* Task objective *
Extract every line of the items below that contains the string "white", treating case as significant.

-- START OF Entries provided --

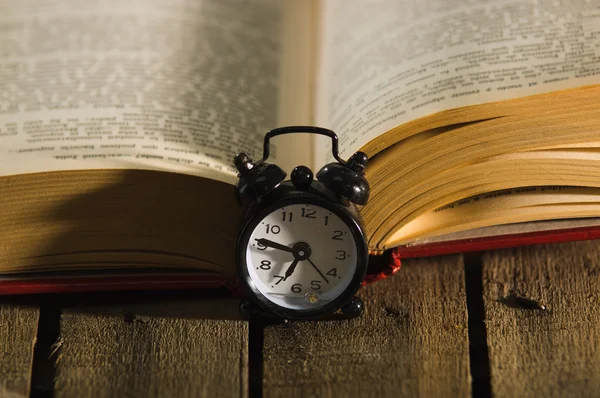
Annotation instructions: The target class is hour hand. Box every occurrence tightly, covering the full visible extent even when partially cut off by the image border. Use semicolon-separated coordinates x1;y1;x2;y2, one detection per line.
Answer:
256;238;294;253
283;258;300;281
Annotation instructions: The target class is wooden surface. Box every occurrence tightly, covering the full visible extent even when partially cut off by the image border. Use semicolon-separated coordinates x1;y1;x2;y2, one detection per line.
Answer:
263;256;470;397
483;242;600;397
0;304;38;397
0;241;600;398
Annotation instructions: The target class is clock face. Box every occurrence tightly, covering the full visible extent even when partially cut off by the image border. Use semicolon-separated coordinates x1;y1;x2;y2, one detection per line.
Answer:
245;203;366;311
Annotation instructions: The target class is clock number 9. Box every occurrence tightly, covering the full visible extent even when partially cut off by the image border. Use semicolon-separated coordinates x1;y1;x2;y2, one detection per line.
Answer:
292;283;302;293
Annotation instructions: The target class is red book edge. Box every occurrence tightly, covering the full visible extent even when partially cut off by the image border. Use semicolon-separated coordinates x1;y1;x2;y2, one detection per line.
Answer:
0;226;600;297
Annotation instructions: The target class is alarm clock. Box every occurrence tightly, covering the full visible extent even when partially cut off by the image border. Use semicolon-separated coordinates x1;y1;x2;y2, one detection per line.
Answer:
234;126;370;319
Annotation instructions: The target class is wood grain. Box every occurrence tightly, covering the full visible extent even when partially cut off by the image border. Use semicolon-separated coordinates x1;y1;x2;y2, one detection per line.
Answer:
55;299;248;398
263;256;470;398
0;304;39;398
483;241;600;397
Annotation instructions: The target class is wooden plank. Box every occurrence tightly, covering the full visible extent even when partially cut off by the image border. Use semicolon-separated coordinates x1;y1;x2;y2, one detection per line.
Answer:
482;241;600;397
55;299;248;398
0;303;39;397
263;256;471;398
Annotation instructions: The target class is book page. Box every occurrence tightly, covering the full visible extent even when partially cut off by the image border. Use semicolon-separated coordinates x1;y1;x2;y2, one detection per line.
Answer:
388;186;600;247
316;0;600;161
0;0;310;183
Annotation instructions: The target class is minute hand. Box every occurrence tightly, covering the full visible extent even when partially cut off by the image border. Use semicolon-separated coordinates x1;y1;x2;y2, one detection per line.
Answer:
256;238;294;253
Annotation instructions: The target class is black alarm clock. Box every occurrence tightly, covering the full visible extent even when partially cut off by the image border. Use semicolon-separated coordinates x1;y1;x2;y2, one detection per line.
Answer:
234;126;370;319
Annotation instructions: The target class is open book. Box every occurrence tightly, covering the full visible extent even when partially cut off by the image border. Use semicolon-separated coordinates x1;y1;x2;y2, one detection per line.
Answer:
0;0;600;292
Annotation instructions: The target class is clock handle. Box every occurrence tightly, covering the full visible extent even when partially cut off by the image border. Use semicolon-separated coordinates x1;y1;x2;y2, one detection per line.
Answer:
257;126;346;166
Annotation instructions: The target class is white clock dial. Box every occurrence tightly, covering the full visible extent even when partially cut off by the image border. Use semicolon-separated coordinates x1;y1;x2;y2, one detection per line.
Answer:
246;204;358;310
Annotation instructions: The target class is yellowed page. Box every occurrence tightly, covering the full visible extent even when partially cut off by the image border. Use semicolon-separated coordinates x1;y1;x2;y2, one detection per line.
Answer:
387;186;600;247
273;0;316;173
316;0;600;159
0;0;298;183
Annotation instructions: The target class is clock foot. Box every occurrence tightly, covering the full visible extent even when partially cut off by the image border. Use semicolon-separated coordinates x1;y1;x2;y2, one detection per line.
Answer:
240;300;287;322
342;296;365;318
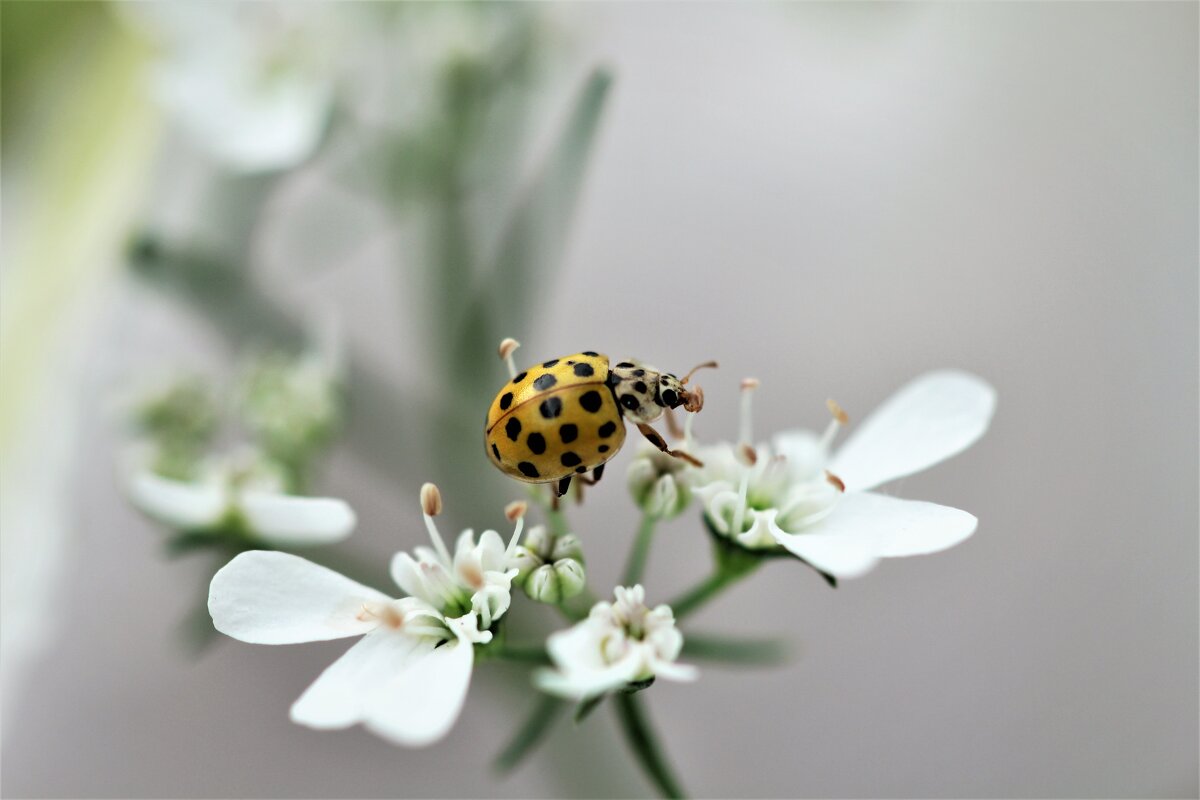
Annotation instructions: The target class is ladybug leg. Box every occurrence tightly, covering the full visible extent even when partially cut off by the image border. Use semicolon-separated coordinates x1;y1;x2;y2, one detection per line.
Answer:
580;464;604;486
554;475;574;498
637;422;704;467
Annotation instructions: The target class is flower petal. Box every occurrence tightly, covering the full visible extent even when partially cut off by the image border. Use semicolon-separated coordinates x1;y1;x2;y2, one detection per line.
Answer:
365;640;475;747
128;470;228;530
829;371;996;492
773;492;978;578
209;551;391;644
239;491;356;545
289;628;434;730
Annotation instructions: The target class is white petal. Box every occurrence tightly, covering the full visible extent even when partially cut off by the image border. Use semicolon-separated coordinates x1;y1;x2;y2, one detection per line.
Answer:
209;551;391;644
130;470;228;530
365;640;475;747
773;492;978;578
290;628;434;729
829;371;996;492
239;491;356;545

-- END OF Entries provided --

* Reply *
Annotation instructions: The target class is white clock dial. Box every occurrence tightly, covering the full visible extent even when partially cut off by the image border. Use semicolon-separated coordinates x1;y1;x2;y2, one detection per line.
Annotation instructions: The target class is white petal. Box every occurrence tightly, covering the full visible extent even when partially cut off by the image border. Use semicolon-separated coordinates x1;y1;x2;y2, one detection per line.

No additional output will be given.